What to do »
From the entries below, return only the lines starting at the one that contains "Target: tiger stripe" and ending at the one that contains "Guideline: for each instance of the tiger standing", exactly as they stand.
───── Provided material
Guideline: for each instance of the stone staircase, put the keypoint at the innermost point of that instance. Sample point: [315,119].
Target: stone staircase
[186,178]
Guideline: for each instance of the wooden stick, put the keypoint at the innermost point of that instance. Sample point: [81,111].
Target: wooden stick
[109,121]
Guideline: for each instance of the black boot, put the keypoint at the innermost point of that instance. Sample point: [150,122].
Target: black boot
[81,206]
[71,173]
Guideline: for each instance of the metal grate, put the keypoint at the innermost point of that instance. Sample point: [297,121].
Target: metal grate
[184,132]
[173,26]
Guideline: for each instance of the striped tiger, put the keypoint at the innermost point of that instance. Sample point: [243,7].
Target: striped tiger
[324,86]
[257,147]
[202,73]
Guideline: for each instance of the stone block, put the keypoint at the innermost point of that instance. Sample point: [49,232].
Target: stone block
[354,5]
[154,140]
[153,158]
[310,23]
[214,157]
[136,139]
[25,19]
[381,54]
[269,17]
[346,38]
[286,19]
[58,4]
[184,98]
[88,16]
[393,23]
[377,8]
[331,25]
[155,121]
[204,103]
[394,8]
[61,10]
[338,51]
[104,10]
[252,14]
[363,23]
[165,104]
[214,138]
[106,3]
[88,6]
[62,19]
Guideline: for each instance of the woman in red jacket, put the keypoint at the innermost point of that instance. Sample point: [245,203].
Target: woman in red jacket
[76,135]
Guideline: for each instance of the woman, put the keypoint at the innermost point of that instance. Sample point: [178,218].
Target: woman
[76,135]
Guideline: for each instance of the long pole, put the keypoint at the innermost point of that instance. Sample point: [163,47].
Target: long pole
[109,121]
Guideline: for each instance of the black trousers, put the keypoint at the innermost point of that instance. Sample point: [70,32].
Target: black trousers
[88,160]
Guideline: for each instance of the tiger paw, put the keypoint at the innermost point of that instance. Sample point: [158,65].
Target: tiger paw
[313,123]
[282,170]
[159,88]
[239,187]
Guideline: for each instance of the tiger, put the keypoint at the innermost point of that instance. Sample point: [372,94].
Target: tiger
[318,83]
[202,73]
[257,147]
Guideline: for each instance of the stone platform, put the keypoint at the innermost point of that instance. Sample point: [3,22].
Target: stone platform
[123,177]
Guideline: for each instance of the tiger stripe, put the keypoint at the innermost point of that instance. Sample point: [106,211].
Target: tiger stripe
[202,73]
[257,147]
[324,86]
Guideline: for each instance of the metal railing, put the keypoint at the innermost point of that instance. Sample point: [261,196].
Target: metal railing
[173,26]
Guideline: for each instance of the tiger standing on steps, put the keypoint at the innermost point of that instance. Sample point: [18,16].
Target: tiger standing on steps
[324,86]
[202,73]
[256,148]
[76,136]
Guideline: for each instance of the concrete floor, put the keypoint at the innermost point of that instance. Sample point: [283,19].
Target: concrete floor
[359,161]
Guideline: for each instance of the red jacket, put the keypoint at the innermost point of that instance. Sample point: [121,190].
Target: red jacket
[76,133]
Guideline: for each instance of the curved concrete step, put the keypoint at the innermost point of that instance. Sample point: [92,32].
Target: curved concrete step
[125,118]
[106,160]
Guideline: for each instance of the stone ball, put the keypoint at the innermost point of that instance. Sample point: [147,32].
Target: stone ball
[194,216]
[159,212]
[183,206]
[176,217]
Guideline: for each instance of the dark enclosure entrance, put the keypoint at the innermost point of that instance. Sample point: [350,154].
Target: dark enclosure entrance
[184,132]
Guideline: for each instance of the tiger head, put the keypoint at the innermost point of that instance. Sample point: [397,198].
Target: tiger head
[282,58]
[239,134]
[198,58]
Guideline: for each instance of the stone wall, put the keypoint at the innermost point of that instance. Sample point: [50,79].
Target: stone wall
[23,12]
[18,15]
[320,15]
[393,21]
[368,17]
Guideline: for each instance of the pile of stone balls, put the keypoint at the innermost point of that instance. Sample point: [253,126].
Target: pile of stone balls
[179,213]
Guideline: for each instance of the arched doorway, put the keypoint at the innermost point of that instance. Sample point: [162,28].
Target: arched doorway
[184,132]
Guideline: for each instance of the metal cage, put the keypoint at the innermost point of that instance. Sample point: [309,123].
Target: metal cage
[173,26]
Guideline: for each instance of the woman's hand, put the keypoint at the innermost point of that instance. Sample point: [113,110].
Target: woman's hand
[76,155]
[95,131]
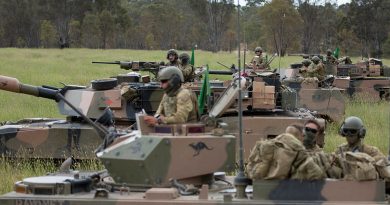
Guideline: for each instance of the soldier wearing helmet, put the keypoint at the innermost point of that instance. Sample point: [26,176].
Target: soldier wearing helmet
[305,67]
[330,59]
[259,61]
[173,58]
[178,104]
[185,67]
[316,69]
[354,131]
[313,136]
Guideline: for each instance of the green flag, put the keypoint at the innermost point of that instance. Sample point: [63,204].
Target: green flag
[193,57]
[336,52]
[204,92]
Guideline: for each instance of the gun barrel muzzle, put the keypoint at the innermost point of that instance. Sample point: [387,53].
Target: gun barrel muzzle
[9,84]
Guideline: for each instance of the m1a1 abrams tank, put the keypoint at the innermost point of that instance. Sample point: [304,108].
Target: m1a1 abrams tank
[59,138]
[368,79]
[180,165]
[266,112]
[327,100]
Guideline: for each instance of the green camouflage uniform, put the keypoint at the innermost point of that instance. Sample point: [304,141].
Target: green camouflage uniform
[188,72]
[331,59]
[180,107]
[370,150]
[304,72]
[316,70]
[176,63]
[258,62]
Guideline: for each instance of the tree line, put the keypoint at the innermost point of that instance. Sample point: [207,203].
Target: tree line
[360,27]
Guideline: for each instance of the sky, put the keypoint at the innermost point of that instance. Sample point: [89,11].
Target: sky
[339,2]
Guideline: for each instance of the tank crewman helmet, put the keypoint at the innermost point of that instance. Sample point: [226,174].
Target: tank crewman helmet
[352,126]
[258,49]
[172,52]
[315,59]
[184,58]
[173,75]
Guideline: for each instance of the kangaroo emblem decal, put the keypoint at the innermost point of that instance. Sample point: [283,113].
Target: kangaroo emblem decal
[198,147]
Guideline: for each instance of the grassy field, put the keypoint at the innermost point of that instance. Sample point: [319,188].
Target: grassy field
[73,66]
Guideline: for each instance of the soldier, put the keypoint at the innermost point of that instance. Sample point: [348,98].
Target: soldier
[345,60]
[305,67]
[316,69]
[185,67]
[330,58]
[259,61]
[178,104]
[295,130]
[354,131]
[311,132]
[173,58]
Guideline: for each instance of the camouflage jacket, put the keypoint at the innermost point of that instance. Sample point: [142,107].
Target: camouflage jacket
[176,64]
[258,62]
[370,150]
[331,59]
[303,71]
[188,72]
[317,71]
[180,108]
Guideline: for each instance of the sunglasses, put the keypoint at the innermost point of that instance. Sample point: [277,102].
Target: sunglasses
[308,129]
[349,132]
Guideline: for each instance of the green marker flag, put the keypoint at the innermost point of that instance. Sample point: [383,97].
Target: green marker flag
[204,92]
[193,57]
[336,52]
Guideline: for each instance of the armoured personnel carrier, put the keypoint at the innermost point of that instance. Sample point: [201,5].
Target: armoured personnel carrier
[368,79]
[266,115]
[180,164]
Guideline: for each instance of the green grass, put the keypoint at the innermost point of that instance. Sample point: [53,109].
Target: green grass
[73,66]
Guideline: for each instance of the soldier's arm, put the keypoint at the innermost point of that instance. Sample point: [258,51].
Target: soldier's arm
[183,108]
[187,72]
[375,153]
[160,109]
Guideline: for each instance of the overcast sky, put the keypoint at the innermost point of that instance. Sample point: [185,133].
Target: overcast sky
[339,2]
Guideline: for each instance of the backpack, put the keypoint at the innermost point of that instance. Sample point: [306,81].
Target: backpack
[272,159]
[359,166]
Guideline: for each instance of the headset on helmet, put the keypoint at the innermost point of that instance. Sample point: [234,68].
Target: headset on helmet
[172,52]
[173,75]
[352,126]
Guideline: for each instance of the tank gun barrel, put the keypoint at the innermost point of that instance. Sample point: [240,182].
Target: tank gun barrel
[134,65]
[13,85]
[221,72]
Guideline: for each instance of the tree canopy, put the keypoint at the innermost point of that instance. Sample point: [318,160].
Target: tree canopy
[279,26]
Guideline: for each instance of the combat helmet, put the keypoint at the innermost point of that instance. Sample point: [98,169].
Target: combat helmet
[172,52]
[315,59]
[352,126]
[306,62]
[184,58]
[258,49]
[173,75]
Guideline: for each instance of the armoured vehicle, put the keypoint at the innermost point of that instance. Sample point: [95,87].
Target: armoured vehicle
[266,113]
[368,79]
[180,164]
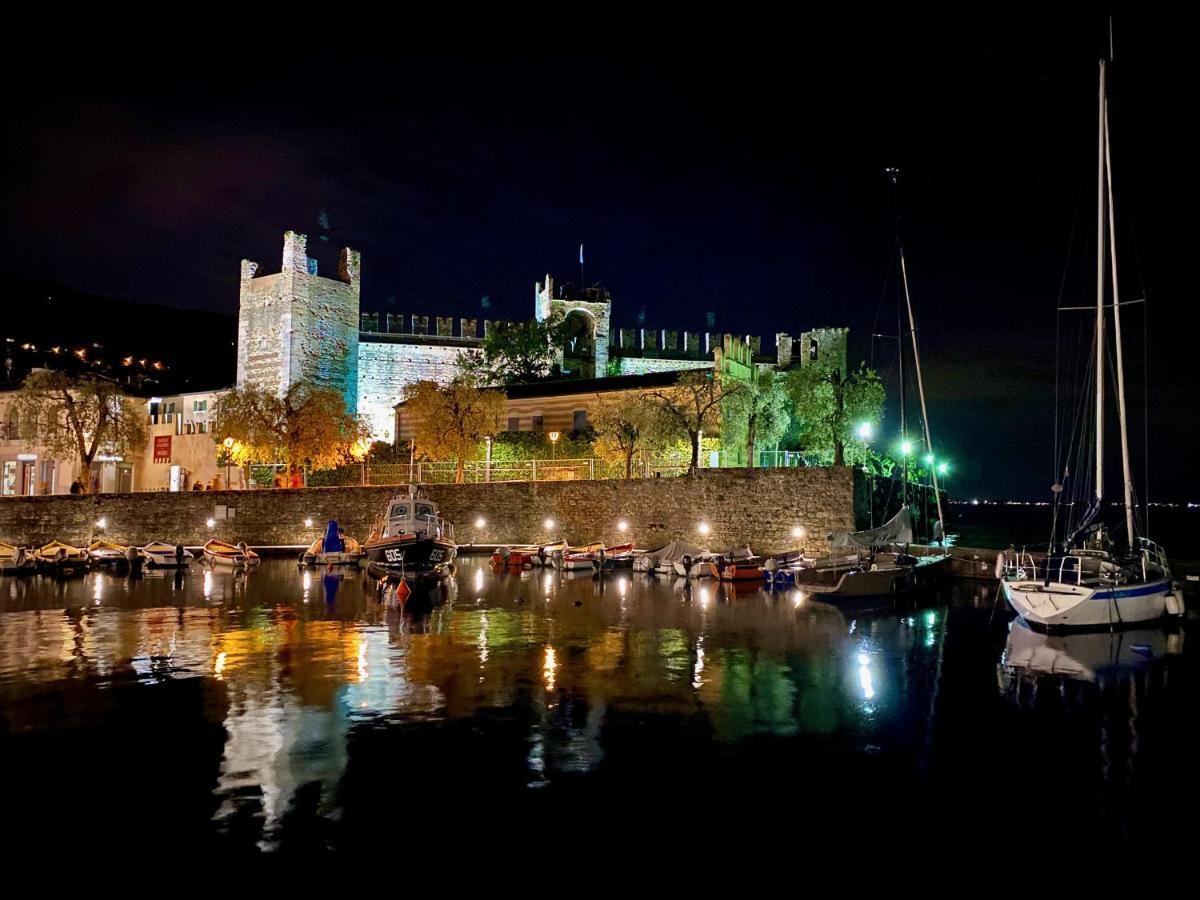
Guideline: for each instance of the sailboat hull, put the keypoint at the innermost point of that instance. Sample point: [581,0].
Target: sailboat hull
[1056,605]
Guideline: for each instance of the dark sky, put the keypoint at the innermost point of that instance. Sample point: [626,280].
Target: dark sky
[736,171]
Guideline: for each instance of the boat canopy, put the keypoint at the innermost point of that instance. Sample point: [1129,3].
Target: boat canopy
[897,529]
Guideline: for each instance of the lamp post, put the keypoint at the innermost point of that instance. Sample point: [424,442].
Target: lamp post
[228,443]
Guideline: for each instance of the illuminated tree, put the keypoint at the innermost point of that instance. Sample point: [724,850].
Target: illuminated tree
[79,417]
[306,426]
[515,353]
[624,426]
[450,420]
[757,415]
[831,407]
[693,406]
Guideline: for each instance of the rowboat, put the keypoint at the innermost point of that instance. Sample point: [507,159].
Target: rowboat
[234,556]
[112,555]
[161,555]
[16,561]
[59,558]
[333,549]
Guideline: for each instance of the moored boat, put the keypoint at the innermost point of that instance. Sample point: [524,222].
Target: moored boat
[161,555]
[16,561]
[411,540]
[1087,581]
[111,555]
[333,549]
[233,556]
[59,558]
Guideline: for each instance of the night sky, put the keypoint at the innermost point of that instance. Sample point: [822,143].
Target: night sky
[736,172]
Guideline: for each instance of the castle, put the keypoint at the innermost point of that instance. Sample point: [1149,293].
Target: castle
[299,325]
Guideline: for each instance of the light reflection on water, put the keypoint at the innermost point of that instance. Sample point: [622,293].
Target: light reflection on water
[306,672]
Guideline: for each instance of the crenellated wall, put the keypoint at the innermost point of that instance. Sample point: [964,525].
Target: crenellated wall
[760,507]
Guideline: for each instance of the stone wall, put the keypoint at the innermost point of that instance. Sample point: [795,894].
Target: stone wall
[387,369]
[298,325]
[641,365]
[759,507]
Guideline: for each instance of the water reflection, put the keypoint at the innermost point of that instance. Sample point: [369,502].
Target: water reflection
[538,679]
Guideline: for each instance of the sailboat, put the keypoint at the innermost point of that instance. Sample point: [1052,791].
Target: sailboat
[1085,581]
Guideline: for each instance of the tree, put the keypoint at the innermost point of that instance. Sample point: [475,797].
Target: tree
[81,417]
[627,425]
[757,415]
[450,420]
[307,426]
[515,353]
[831,407]
[693,405]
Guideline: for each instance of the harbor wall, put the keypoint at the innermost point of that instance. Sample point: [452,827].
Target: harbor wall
[760,507]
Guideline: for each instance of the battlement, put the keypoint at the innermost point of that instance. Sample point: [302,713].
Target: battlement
[298,262]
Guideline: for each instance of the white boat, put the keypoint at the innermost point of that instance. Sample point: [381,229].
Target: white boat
[231,556]
[1086,581]
[16,561]
[161,555]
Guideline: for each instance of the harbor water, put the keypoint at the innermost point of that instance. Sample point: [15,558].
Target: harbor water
[301,711]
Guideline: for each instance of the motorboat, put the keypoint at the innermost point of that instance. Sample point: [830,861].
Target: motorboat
[411,540]
[231,556]
[333,549]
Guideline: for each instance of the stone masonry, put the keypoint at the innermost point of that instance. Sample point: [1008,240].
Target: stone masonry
[297,325]
[759,507]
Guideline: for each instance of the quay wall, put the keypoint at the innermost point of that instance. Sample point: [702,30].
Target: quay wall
[760,507]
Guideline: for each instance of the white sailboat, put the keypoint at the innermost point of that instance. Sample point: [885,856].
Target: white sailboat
[1092,586]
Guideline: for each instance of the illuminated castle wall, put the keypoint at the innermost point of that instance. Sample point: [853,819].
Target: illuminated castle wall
[297,325]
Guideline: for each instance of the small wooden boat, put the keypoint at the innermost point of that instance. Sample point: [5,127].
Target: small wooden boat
[63,559]
[16,561]
[234,556]
[161,555]
[334,549]
[515,557]
[112,555]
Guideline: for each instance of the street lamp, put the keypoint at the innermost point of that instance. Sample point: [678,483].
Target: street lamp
[228,443]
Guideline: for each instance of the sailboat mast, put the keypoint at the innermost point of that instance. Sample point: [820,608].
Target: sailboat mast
[921,384]
[1116,336]
[1099,294]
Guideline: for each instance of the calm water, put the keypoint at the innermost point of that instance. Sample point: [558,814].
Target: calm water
[282,711]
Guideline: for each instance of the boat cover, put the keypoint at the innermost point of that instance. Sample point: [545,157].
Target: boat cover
[333,543]
[897,529]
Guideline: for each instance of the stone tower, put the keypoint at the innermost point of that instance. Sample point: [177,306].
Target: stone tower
[297,325]
[593,305]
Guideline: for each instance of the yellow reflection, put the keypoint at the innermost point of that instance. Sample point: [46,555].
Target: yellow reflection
[549,667]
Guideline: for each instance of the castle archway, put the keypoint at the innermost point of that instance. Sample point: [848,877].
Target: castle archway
[579,343]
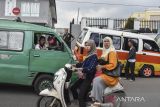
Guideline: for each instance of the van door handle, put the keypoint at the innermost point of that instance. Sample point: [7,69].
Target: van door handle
[144,53]
[36,55]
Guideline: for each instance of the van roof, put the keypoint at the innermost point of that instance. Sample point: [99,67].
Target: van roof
[115,32]
[9,24]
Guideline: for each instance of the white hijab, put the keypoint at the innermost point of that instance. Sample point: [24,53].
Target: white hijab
[111,48]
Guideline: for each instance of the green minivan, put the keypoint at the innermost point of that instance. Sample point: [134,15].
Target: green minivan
[21,63]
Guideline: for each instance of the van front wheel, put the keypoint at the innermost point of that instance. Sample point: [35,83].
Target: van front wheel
[42,82]
[147,71]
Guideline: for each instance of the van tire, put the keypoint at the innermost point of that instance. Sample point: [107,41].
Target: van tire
[147,71]
[42,82]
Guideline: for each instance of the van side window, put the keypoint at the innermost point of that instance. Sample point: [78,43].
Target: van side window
[149,45]
[125,43]
[96,38]
[116,41]
[82,35]
[44,41]
[8,40]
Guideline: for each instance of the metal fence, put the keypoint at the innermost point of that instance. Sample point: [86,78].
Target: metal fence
[146,26]
[97,22]
[119,23]
[149,26]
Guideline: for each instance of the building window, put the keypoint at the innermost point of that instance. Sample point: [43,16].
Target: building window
[125,43]
[9,5]
[30,9]
[149,45]
[8,40]
[116,41]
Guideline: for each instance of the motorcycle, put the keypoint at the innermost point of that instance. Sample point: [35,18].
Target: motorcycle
[55,97]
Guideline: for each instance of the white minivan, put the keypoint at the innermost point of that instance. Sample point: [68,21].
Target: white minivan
[148,52]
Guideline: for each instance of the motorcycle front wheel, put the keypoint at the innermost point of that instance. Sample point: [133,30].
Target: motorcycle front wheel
[46,101]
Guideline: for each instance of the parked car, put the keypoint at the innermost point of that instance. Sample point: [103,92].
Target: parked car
[148,52]
[21,63]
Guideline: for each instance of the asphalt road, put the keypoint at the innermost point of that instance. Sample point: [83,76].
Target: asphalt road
[147,90]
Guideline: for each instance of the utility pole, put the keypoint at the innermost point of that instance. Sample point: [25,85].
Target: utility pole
[78,15]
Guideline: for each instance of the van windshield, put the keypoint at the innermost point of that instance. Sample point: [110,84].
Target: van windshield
[82,35]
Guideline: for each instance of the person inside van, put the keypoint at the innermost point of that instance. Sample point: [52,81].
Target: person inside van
[86,73]
[41,45]
[52,42]
[103,80]
[130,65]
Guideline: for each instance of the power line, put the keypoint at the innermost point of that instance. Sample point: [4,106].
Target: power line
[104,3]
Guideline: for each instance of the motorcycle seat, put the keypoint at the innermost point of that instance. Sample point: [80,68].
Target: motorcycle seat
[113,89]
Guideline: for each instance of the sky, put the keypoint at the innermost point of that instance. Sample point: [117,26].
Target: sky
[66,11]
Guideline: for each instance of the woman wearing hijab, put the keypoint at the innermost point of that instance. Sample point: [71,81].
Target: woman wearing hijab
[101,82]
[86,74]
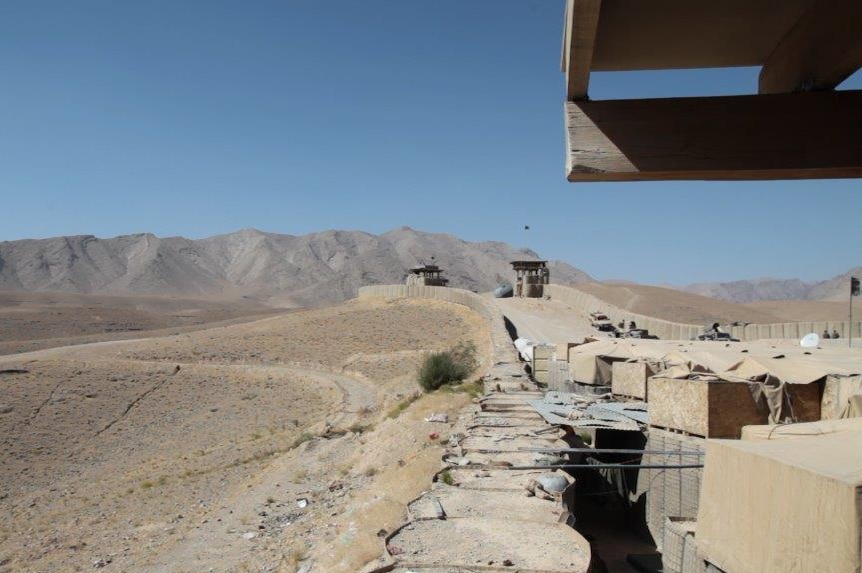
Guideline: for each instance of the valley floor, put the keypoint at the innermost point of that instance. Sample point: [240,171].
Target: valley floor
[287,441]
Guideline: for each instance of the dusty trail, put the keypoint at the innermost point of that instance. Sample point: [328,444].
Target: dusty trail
[545,320]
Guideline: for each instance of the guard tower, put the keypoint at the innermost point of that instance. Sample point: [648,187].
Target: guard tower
[530,278]
[426,275]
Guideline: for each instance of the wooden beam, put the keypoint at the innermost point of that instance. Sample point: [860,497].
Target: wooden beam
[787,136]
[582,23]
[822,49]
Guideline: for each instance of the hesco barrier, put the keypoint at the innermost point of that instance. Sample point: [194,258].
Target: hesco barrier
[588,303]
[502,349]
[667,330]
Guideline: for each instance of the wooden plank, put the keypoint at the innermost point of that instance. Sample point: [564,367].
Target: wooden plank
[677,34]
[582,22]
[821,50]
[784,136]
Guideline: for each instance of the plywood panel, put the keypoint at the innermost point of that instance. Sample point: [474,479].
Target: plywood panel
[786,136]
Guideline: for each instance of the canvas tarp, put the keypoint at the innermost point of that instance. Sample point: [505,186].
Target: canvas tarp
[792,431]
[788,505]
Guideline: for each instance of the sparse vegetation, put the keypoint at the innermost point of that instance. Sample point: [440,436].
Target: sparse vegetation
[358,428]
[302,438]
[447,367]
[473,389]
[396,410]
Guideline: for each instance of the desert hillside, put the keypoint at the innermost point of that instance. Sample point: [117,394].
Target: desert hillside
[239,448]
[31,321]
[769,289]
[676,306]
[283,270]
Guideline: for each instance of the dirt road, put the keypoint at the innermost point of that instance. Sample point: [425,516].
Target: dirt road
[545,320]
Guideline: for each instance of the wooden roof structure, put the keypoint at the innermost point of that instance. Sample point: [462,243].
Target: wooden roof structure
[795,127]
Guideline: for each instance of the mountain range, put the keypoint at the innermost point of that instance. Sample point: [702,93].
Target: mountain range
[835,289]
[285,270]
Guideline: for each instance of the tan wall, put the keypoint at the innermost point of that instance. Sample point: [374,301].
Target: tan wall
[796,329]
[588,303]
[502,348]
[667,330]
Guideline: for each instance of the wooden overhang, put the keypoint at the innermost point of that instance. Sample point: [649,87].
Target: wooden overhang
[795,127]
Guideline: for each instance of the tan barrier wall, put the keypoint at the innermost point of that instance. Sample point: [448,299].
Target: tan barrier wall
[796,329]
[502,348]
[667,330]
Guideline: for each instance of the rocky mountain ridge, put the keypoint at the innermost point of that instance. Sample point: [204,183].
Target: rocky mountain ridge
[305,270]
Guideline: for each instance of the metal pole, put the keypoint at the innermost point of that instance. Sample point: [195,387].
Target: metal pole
[599,466]
[609,451]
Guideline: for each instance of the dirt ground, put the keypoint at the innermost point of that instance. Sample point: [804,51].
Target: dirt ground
[33,321]
[282,444]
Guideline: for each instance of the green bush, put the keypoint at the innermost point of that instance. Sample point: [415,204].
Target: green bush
[447,367]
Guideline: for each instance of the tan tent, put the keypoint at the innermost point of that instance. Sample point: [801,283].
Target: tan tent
[842,397]
[785,503]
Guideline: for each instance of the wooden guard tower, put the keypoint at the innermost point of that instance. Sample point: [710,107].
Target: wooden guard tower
[530,278]
[426,275]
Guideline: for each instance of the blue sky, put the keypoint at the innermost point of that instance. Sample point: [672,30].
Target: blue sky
[197,118]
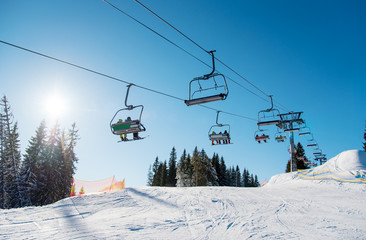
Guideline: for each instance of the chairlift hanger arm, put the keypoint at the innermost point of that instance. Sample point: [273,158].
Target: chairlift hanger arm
[207,76]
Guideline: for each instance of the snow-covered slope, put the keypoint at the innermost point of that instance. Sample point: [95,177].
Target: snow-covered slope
[348,166]
[291,209]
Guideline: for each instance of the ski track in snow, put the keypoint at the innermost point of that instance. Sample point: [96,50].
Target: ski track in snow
[286,208]
[304,210]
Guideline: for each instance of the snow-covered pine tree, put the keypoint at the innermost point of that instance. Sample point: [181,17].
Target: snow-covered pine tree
[184,171]
[199,176]
[164,174]
[150,176]
[156,172]
[246,176]
[172,170]
[30,169]
[67,163]
[364,138]
[53,168]
[237,177]
[2,159]
[11,158]
[223,174]
[212,179]
[300,156]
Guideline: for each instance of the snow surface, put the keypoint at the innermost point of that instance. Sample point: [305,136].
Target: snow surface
[286,208]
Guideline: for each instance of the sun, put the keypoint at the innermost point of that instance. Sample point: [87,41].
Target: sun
[55,106]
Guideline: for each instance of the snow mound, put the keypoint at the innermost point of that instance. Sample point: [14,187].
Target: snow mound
[352,160]
[348,166]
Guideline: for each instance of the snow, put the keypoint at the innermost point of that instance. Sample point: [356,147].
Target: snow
[288,207]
──────────
Reply to the task »
Target: tiger stripe
[202,73]
[257,147]
[324,86]
Guideline: for each instance of the metal railing, put the keypoint at the innermost point of that instance. Sample point: [261,196].
Target: metal railing
[173,26]
Guideline: for each instance of the tiger standing on steps, put the keypoint at the innermost point of that instance. Sample point: [18,16].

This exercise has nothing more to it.